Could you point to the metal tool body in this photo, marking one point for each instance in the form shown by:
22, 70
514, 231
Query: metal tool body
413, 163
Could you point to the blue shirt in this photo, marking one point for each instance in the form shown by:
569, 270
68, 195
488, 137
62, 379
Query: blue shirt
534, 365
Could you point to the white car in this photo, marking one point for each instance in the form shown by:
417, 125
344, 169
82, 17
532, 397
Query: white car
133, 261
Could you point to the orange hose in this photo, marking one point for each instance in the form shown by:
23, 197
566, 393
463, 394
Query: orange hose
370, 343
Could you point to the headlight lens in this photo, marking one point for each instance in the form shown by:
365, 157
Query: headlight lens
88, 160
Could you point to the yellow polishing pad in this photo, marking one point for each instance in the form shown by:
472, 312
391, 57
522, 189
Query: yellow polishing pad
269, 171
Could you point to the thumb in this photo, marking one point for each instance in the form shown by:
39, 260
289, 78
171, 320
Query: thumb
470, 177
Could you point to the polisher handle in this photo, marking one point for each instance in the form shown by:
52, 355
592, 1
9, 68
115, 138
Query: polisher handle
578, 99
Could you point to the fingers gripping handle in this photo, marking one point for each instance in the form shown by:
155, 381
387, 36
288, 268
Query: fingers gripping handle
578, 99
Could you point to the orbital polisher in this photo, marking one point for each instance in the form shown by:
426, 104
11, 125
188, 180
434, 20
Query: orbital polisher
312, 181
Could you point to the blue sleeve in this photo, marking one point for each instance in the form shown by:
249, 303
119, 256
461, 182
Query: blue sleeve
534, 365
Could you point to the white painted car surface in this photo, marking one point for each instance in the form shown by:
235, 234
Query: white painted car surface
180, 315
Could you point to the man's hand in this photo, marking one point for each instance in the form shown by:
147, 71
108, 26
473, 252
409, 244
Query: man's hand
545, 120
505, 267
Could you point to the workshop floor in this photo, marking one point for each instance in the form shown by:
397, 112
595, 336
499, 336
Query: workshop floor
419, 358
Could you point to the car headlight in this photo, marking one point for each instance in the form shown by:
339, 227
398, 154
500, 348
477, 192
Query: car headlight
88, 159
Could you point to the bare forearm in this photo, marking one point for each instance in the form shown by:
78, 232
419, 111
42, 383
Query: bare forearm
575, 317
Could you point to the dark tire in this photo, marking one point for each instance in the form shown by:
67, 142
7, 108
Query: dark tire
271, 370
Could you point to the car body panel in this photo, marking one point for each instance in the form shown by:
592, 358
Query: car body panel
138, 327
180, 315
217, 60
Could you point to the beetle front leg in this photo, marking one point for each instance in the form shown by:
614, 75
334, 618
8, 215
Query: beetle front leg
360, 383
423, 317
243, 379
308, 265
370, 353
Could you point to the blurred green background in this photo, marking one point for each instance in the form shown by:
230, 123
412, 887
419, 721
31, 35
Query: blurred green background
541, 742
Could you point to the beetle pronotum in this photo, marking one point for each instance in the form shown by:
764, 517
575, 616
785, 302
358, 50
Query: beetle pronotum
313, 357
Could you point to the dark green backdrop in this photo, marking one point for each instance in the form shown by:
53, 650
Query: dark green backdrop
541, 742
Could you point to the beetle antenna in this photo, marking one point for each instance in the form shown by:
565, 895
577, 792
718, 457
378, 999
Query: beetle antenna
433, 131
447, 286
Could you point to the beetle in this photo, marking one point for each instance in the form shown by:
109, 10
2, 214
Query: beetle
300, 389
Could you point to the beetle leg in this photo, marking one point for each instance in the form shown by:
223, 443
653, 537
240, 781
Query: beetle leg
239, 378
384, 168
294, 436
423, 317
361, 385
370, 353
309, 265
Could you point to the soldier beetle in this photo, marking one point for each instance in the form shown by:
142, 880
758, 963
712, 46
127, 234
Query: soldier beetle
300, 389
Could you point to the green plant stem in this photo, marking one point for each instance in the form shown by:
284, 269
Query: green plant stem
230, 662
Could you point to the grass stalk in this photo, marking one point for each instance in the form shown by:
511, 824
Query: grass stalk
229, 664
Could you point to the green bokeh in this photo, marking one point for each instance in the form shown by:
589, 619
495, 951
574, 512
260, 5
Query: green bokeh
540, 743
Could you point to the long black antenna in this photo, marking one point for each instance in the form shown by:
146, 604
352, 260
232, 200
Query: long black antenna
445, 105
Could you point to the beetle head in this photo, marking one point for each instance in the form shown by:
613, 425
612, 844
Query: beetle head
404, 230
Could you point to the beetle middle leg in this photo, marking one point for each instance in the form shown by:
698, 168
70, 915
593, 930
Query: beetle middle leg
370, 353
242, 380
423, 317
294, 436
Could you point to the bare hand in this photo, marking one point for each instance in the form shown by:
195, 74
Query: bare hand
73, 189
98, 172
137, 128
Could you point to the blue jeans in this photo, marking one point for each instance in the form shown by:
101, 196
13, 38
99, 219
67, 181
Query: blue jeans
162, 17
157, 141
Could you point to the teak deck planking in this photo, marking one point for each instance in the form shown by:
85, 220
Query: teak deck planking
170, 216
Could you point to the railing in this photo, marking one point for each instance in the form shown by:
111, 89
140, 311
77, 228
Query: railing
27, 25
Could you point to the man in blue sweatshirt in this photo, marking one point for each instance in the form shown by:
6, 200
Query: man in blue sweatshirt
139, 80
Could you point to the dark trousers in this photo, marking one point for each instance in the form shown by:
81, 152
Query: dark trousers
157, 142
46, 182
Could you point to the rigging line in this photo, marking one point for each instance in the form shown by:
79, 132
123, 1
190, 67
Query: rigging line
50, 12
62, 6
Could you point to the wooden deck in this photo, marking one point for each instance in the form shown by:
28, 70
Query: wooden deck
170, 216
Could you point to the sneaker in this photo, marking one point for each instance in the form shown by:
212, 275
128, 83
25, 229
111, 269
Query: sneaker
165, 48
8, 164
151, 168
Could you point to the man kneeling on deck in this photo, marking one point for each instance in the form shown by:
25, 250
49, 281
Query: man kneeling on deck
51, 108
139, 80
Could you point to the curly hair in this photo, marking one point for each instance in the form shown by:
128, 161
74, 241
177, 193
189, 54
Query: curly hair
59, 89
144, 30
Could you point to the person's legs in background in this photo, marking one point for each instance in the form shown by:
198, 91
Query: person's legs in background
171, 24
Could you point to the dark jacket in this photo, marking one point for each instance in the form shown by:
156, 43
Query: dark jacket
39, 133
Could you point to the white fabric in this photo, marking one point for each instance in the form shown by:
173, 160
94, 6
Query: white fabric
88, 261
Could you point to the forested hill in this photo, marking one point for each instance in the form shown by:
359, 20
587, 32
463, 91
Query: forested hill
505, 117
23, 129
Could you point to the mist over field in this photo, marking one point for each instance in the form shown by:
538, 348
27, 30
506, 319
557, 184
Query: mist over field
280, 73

What to work on
Please lay out all the lines above as a Markdown table with two columns, Row and Line, numbering each row and leaving out any blank lines.

Result below
| Row | Line |
|---|---|
| 1 | Could you point to the metal tool body in this photo, marking one point for each instance in the form shown by: |
| 2 | 22, 70 |
| 3 | 514, 231 |
| 4 | Query: metal tool body |
| 5 | 413, 163 |
| 6 | Could you point to the blue shirt in this photo, marking one point for each instance in the form shown by: |
| 7 | 569, 270 |
| 8 | 68, 195 |
| 9 | 488, 137 |
| 10 | 62, 379 |
| 11 | Query: blue shirt |
| 12 | 534, 365 |
| 13 | Could you point to the white car in this photo, marking one point for each instance in the form shown by: |
| 14 | 417, 125 |
| 15 | 344, 169 |
| 16 | 82, 17 |
| 17 | 532, 397 |
| 18 | Query: white car |
| 19 | 133, 261 |
| 20 | Could you point to the orange hose in this photo, marking one point for each instance in the form shown by: |
| 21 | 23, 197 |
| 22 | 566, 393 |
| 23 | 463, 394 |
| 24 | Query: orange hose |
| 25 | 370, 343 |
| 26 | Could you point to the headlight lens in this photo, marking one point for each instance in the form shown by: |
| 27 | 365, 157 |
| 28 | Query: headlight lens |
| 29 | 88, 160 |
| 30 | Could you point to the yellow polishing pad in this photo, marking one point for each instance in the form shown by: |
| 31 | 472, 312 |
| 32 | 391, 57 |
| 33 | 522, 189 |
| 34 | Query: yellow polishing pad |
| 35 | 269, 171 |
| 36 | Could you point to the thumb in this photo, marking one point for each instance in the form shown by: |
| 37 | 39, 260 |
| 38 | 289, 78 |
| 39 | 171, 320 |
| 40 | Query: thumb |
| 41 | 470, 177 |
| 42 | Could you point to the polisher handle in this photo, marking one point for each instance in the form shown by: |
| 43 | 52, 355 |
| 44 | 592, 1 |
| 45 | 9, 68 |
| 46 | 115, 138 |
| 47 | Query: polisher handle |
| 48 | 578, 99 |
| 49 | Could you point to the fingers gripping handle in this photo, marking one point for each instance in the form shown by: |
| 50 | 155, 381 |
| 51 | 387, 36 |
| 52 | 288, 268 |
| 53 | Query: fingers gripping handle |
| 54 | 578, 99 |
| 55 | Could you point to the orbital polisher in this photo, marking one point for each instance in the form shown by: |
| 56 | 426, 104 |
| 57 | 11, 125 |
| 58 | 188, 180 |
| 59 | 434, 20 |
| 60 | Query: orbital polisher |
| 61 | 312, 181 |
| 62 | Could you point to the blue sleeve in this photo, marking one point for each instance in the form shown by: |
| 63 | 249, 303 |
| 64 | 119, 256 |
| 65 | 461, 182 |
| 66 | Query: blue sleeve |
| 67 | 534, 365 |
| 68 | Could you point to the white painted car surface in this photo, marking one point for each instance in the form shown by: |
| 69 | 235, 234 |
| 70 | Query: white painted car surface |
| 71 | 180, 315 |
| 72 | Could you point to the man's hand in this photo, marking one point for each instance in the form shown by: |
| 73 | 147, 71 |
| 74 | 108, 26 |
| 75 | 473, 252 |
| 76 | 409, 244 |
| 77 | Query: man's hand |
| 78 | 545, 120 |
| 79 | 505, 267 |
| 80 | Could you point to the workshop floor in this photo, marking one point for each instance in the form shown by: |
| 81 | 397, 112 |
| 82 | 595, 336 |
| 83 | 499, 336 |
| 84 | Query: workshop floor |
| 85 | 419, 358 |
| 86 | Could you point to the car headlight in this photo, marking one point for each instance in the form shown by: |
| 87 | 339, 227 |
| 88 | 398, 154 |
| 89 | 500, 348 |
| 90 | 477, 192 |
| 91 | Query: car headlight |
| 92 | 88, 159 |
| 93 | Could you point to the bare forearm in this photo, marking one point for each instance in the form shown by: |
| 94 | 78, 232 |
| 95 | 419, 111 |
| 96 | 42, 383 |
| 97 | Query: bare forearm |
| 98 | 575, 317 |
| 99 | Could you point to the dark tire in this photo, marking one point for each instance in the form shown by: |
| 100 | 67, 142 |
| 101 | 7, 108 |
| 102 | Query: dark tire |
| 103 | 271, 370 |
| 104 | Could you point to the car body panel in this photo, marking one point for each instance in the form shown by: |
| 105 | 592, 358 |
| 106 | Query: car body panel |
| 107 | 138, 327 |
| 108 | 180, 315 |
| 109 | 217, 60 |
| 110 | Could you point to the beetle front leg in this photo, marking one point for each instance in the form shown by: |
| 111 | 614, 75 |
| 112 | 334, 618 |
| 113 | 8, 215 |
| 114 | Query: beetle front leg |
| 115 | 360, 383 |
| 116 | 423, 317 |
| 117 | 243, 379 |
| 118 | 308, 265 |
| 119 | 370, 353 |
| 120 | Could you point to the blurred green background in this photo, marking one point for each instance in the form shown by: |
| 121 | 230, 123 |
| 122 | 412, 887 |
| 123 | 419, 721 |
| 124 | 31, 35 |
| 125 | Query: blurred green background |
| 126 | 541, 742 |
| 127 | Could you point to the beetle pronotum in this photo, marking one point for each instance in the form shown by: |
| 128 | 764, 517 |
| 129 | 575, 616 |
| 130 | 785, 302 |
| 131 | 358, 50 |
| 132 | Query: beetle pronotum |
| 133 | 313, 357 |
| 134 | Could you point to the dark green backdrop in this photo, marking one point for each instance in the form shown by: |
| 135 | 53, 650 |
| 136 | Query: dark green backdrop |
| 137 | 541, 742 |
| 138 | Could you point to the beetle antenna in this photo, marking one point for each instance in the form shown by: |
| 139 | 565, 895 |
| 140 | 577, 792 |
| 141 | 718, 457 |
| 142 | 378, 999 |
| 143 | Query: beetle antenna |
| 144 | 433, 131 |
| 145 | 447, 286 |
| 146 | Could you point to the beetle in this photo, marking one point for each instance in the form shown by: |
| 147 | 109, 10 |
| 148 | 2, 214 |
| 149 | Query: beetle |
| 150 | 300, 389 |
| 151 | Could you point to the beetle leg in this photo, marking one point for each instance in the form shown by: |
| 152 | 223, 443 |
| 153 | 653, 537 |
| 154 | 240, 781 |
| 155 | Query: beetle leg |
| 156 | 239, 378 |
| 157 | 384, 168 |
| 158 | 294, 436 |
| 159 | 423, 317 |
| 160 | 361, 385 |
| 161 | 370, 353 |
| 162 | 309, 265 |
| 163 | Could you point to the soldier beetle in this photo, marking one point for each instance in the form shown by: |
| 164 | 142, 880 |
| 165 | 758, 963 |
| 166 | 712, 46 |
| 167 | 127, 234 |
| 168 | Query: soldier beetle |
| 169 | 300, 389 |
| 170 | Could you point to the green plant stem in this photo, marking one point for each instance in the form shown by: |
| 171 | 284, 269 |
| 172 | Query: green plant stem |
| 173 | 230, 662 |
| 174 | Could you point to the grass stalk in this photo, marking one point for each instance in the form shown by: |
| 175 | 511, 824 |
| 176 | Query: grass stalk |
| 177 | 229, 664 |
| 178 | Could you point to the green bokeh in this photo, marking one point for each instance in the form shown by: |
| 179 | 589, 619 |
| 180 | 495, 951 |
| 181 | 574, 512 |
| 182 | 260, 5 |
| 183 | Query: green bokeh |
| 184 | 540, 743 |
| 185 | Could you point to the long black antenna in this photo, marking one point for each instance in the form shown by: |
| 186 | 146, 604 |
| 187 | 352, 260 |
| 188 | 232, 200 |
| 189 | Query: long black antenna |
| 190 | 445, 105 |
| 191 | Could you point to the beetle head in this photo, marking one point for each instance in the form shown by: |
| 192 | 613, 425 |
| 193 | 612, 844 |
| 194 | Query: beetle head |
| 195 | 404, 230 |
| 196 | Could you point to the beetle middle leg in this photo, marking one point for each instance in the form shown by: |
| 197 | 698, 168 |
| 198 | 70, 915 |
| 199 | 593, 930 |
| 200 | Query: beetle middle leg |
| 201 | 370, 353 |
| 202 | 242, 380 |
| 203 | 423, 317 |
| 204 | 294, 436 |
| 205 | Could you point to the bare hand in this photo, marking one point for each instance in the form shown by: |
| 206 | 195, 74 |
| 207 | Query: bare hand |
| 208 | 73, 189 |
| 209 | 98, 172 |
| 210 | 137, 128 |
| 211 | Could you point to the blue jeans in this photo, marking one point for each instance in the form shown by: |
| 212 | 101, 196 |
| 213 | 13, 38 |
| 214 | 99, 219 |
| 215 | 67, 181 |
| 216 | Query: blue jeans |
| 217 | 162, 17 |
| 218 | 157, 141 |
| 219 | Could you point to the teak deck planking in this photo, marking one point for each instance in the form shown by: |
| 220 | 85, 220 |
| 221 | Query: teak deck planking |
| 222 | 170, 216 |
| 223 | Could you point to the railing in this photo, marking one point for each instance in the form shown by: |
| 224 | 111, 89 |
| 225 | 140, 311 |
| 226 | 77, 228 |
| 227 | Query: railing |
| 228 | 27, 25 |
| 229 | Could you point to the man in blue sweatshirt in this photo, marking one point for each instance in the form shown by: |
| 230 | 6, 200 |
| 231 | Query: man in blue sweatshirt |
| 232 | 139, 80 |
| 233 | Could you point to the dark trousers in this photo, marking one point for each instance in the form shown by: |
| 234 | 81, 152 |
| 235 | Query: dark trousers |
| 236 | 157, 142 |
| 237 | 46, 182 |
| 238 | Could you point to the rigging line in this photo, marking one point for each instance in the form shown by: |
| 239 | 79, 132 |
| 240 | 123, 1 |
| 241 | 190, 67 |
| 242 | Query: rigging line |
| 243 | 50, 12 |
| 244 | 62, 6 |
| 245 | Could you point to the wooden deck in this photo, marking one point for each instance in the form shown by: |
| 246 | 28, 70 |
| 247 | Query: wooden deck |
| 248 | 170, 216 |
| 249 | Could you point to the sneaker in this photo, marking one point for each instance in the form shown by: |
| 250 | 212, 275 |
| 251 | 128, 83 |
| 252 | 25, 229 |
| 253 | 111, 269 |
| 254 | Query: sneaker |
| 255 | 165, 48 |
| 256 | 8, 164 |
| 257 | 151, 168 |
| 258 | Could you point to the man kneeling on deck in this photo, marking one point for each instance in the form shown by: |
| 259 | 25, 250 |
| 260 | 49, 281 |
| 261 | Query: man kneeling on deck |
| 262 | 51, 108 |
| 263 | 139, 80 |
| 264 | Could you point to the curly hair in this photo, marking one point for each instance in the form shown by: |
| 265 | 128, 161 |
| 266 | 74, 241 |
| 267 | 177, 193 |
| 268 | 189, 54 |
| 269 | Query: curly hair |
| 270 | 59, 89 |
| 271 | 144, 30 |
| 272 | Could you point to the person's legs in background in this photo, marking one point for each instance in the form shown by: |
| 273 | 198, 91 |
| 274 | Query: person's legs in background |
| 275 | 171, 24 |
| 276 | Could you point to the dark jacket in this photo, marking one point for each instance in the form shown by: |
| 277 | 156, 43 |
| 278 | Query: dark jacket |
| 279 | 39, 133 |
| 280 | Could you point to the white fabric in this photo, marking one point for each instance in the form shown by: |
| 281 | 173, 160 |
| 282 | 94, 6 |
| 283 | Query: white fabric |
| 284 | 88, 261 |
| 285 | Could you point to the forested hill in this photo, marking one point for each instance in the form shown by: |
| 286 | 359, 20 |
| 287 | 587, 32 |
| 288 | 463, 91 |
| 289 | Query: forested hill |
| 290 | 505, 117 |
| 291 | 23, 129 |
| 292 | Could you point to the mist over field in this photo, marking one point for each instance in the form shown by: |
| 293 | 538, 348 |
| 294 | 27, 30 |
| 295 | 506, 319 |
| 296 | 557, 184 |
| 297 | Query: mist over field |
| 298 | 280, 73 |